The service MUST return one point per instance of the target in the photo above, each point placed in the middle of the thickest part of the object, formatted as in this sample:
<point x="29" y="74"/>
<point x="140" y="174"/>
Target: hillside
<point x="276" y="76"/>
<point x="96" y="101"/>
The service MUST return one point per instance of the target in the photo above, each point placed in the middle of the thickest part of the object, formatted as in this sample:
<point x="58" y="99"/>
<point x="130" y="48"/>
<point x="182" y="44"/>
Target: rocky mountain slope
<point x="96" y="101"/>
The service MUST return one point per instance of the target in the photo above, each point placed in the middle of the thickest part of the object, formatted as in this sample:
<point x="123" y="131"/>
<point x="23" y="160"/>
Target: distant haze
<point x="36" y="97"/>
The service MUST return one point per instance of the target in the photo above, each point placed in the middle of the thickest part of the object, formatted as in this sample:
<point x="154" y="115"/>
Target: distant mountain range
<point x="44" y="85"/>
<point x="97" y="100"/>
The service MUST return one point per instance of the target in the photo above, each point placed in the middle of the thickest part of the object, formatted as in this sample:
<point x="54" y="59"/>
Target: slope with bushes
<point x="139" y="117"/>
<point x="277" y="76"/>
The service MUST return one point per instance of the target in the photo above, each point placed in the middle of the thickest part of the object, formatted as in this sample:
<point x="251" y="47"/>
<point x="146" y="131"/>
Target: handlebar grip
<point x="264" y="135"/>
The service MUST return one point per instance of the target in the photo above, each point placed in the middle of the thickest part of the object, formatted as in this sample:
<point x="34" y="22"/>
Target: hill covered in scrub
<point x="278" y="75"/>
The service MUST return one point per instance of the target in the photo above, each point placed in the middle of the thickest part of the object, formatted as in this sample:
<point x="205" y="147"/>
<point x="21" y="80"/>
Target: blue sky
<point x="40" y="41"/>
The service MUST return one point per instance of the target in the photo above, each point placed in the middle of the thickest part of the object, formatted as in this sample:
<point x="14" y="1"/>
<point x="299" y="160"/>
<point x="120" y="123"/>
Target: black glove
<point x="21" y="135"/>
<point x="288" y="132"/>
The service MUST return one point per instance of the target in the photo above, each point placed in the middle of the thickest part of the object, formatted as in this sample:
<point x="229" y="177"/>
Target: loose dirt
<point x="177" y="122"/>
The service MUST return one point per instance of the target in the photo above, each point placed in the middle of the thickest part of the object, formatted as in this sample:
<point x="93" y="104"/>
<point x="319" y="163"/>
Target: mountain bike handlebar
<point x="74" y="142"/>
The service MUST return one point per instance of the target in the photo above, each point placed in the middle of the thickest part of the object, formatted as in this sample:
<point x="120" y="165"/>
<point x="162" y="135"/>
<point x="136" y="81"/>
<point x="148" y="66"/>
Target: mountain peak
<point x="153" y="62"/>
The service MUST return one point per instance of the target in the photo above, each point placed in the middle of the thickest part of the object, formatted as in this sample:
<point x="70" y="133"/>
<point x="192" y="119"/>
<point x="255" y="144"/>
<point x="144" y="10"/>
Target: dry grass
---
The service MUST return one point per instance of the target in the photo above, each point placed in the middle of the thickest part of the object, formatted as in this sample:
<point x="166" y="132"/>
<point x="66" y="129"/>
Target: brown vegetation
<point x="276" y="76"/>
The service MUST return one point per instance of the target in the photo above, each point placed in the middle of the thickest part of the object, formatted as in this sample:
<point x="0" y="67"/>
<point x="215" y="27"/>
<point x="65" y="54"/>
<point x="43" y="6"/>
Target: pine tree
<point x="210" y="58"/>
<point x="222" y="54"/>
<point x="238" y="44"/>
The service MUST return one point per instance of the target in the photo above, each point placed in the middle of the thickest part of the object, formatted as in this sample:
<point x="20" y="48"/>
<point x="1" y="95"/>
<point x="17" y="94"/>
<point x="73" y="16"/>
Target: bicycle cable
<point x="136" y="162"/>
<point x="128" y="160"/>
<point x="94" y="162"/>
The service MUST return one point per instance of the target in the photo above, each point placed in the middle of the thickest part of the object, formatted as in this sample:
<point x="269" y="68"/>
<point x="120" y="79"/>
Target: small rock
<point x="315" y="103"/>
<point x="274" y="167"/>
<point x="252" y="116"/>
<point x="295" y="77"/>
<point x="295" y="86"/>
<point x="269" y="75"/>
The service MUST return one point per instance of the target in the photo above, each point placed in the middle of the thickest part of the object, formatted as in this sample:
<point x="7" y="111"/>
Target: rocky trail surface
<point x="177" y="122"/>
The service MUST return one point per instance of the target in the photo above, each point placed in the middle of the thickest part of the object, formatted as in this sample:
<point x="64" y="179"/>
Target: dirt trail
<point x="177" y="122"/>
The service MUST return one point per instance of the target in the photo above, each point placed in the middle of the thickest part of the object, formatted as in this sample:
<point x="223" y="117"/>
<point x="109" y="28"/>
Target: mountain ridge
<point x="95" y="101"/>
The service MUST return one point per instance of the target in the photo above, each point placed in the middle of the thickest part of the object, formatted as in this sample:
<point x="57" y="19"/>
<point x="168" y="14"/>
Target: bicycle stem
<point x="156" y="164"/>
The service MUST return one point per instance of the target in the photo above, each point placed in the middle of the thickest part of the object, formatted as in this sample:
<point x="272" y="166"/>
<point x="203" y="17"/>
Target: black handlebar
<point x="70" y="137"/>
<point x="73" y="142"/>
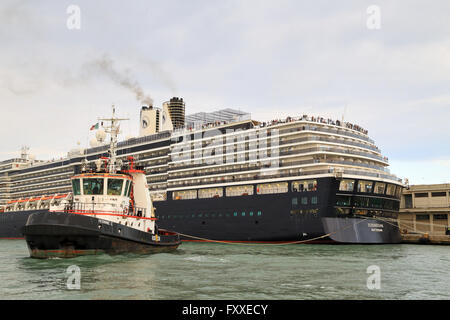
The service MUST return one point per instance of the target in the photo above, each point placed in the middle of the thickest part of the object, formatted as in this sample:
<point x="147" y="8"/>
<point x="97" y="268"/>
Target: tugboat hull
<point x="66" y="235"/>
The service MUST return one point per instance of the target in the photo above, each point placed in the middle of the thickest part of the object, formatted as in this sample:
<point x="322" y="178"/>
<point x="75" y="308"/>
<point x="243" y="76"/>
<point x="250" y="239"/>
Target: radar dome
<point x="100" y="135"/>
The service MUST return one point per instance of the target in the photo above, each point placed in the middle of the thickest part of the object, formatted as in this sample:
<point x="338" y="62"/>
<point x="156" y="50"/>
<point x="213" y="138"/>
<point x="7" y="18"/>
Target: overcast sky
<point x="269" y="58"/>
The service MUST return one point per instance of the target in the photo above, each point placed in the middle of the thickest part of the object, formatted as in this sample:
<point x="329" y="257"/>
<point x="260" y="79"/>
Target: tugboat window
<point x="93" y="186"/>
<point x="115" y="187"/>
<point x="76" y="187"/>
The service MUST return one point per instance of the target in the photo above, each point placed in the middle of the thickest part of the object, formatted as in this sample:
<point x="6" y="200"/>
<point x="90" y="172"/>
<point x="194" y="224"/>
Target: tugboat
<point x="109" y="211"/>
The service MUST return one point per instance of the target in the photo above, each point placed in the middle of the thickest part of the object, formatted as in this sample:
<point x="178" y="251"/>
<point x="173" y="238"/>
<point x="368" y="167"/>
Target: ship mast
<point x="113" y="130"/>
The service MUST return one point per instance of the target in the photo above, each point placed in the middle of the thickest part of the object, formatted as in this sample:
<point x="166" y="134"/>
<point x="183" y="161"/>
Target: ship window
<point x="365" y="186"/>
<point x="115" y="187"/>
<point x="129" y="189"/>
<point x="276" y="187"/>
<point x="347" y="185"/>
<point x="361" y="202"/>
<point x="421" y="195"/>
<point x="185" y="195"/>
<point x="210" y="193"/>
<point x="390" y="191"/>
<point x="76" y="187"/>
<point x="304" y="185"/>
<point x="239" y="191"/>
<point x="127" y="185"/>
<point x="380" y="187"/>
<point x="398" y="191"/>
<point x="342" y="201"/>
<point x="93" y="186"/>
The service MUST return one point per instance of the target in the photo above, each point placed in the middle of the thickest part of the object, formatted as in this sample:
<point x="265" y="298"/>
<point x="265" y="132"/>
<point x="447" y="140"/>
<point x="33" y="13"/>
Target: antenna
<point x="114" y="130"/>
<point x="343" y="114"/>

▸ Task details
Count the lines of the records above that contain the word "ship", and give only the number.

▸ Result below
2